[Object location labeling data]
···
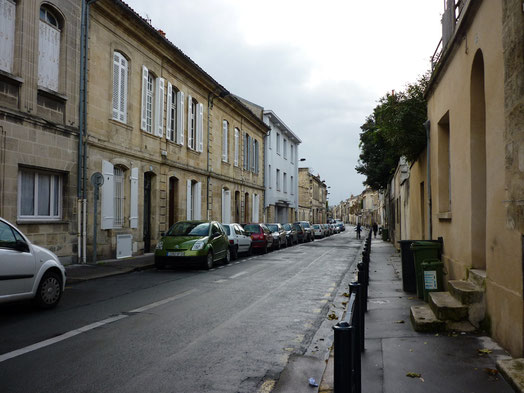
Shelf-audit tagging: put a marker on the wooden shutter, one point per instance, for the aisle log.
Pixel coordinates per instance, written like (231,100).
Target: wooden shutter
(190,122)
(159,107)
(180,118)
(143,122)
(188,200)
(200,127)
(169,106)
(198,201)
(48,56)
(108,196)
(133,215)
(7,32)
···
▶ **Short exercise**
Please lay out the material above as a two-column CSV headed input and output, with one row for each text-and-answer pair. Put the text in input and its answer in output, each as one quoted field with line breaks turned into spaces, and leave the pictures out.

▶ **Response to the exercise**
input,output
"Shelf-audit tagging: put a marker on the wooden shutter, one point per instance, for the aisle log. Pixel coordinates per instance, written like (231,100). Target: wooden shutter","(190,122) (159,107) (180,118) (143,122) (188,200) (200,127) (169,106) (198,201) (48,56) (108,196) (133,215) (7,32)"